DIRECTIONS:
Transcribe every line of the listing below verbatim, leaving out the pictures.

EXTRACTED MATERIAL:
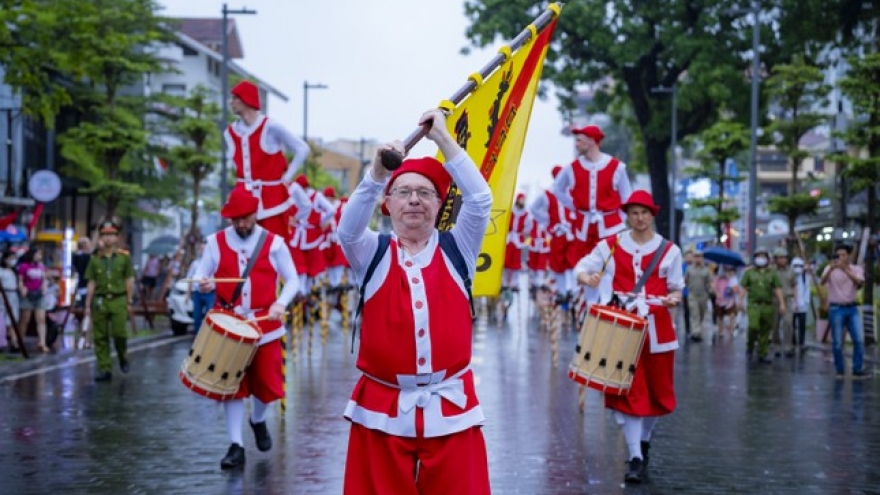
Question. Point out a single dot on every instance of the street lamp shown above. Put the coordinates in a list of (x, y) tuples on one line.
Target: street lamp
[(306, 88), (674, 164), (224, 96)]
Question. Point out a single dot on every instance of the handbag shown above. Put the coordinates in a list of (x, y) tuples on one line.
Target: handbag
[(34, 296)]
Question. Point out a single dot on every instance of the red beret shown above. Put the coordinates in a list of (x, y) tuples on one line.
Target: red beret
[(427, 166), (640, 197), (248, 93), (241, 203), (591, 131), (302, 180)]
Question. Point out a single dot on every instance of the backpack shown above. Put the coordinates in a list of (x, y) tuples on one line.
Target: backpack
[(449, 247)]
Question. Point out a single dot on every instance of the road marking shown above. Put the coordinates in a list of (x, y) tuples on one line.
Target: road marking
[(89, 359)]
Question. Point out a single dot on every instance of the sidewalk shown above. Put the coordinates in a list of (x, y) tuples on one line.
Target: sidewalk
[(12, 364)]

PROBLEM SOLUTION:
Question. Point out a single dot on every instance of the street lamp shown above. Put the coordinates in a list of (x, y) tuples on one line.
Target: street lamp
[(306, 88), (674, 164), (224, 96)]
Question. Point out a single dot on every instance of the handbag shown above. Put the coordinates in a list of (x, y) tuples on one line.
Target: handbag
[(34, 296)]
Question. Point out a single dot on every instance of the red beret shown above. Put the coordinates in a list of (x, y) tuples on one line.
Target: red beret
[(427, 166), (640, 197), (248, 93), (241, 203), (591, 131), (302, 180)]
Question. Point out a single dot on every instance of the backpack shown above. Put the coordinates in a list of (x, y) tuples on one line.
Target: backpack
[(449, 247)]
Question. Point out a single dot on every instance of the road marking shown above. Put the coordinates in a list of (x, y) tuples on one line.
Target: road marking
[(89, 359)]
Question. Point out a single dot on every instance of the sidewalk shown above. Put the coordinates in a list of (x, y) tuples on one line.
Target: sidewalk
[(12, 364)]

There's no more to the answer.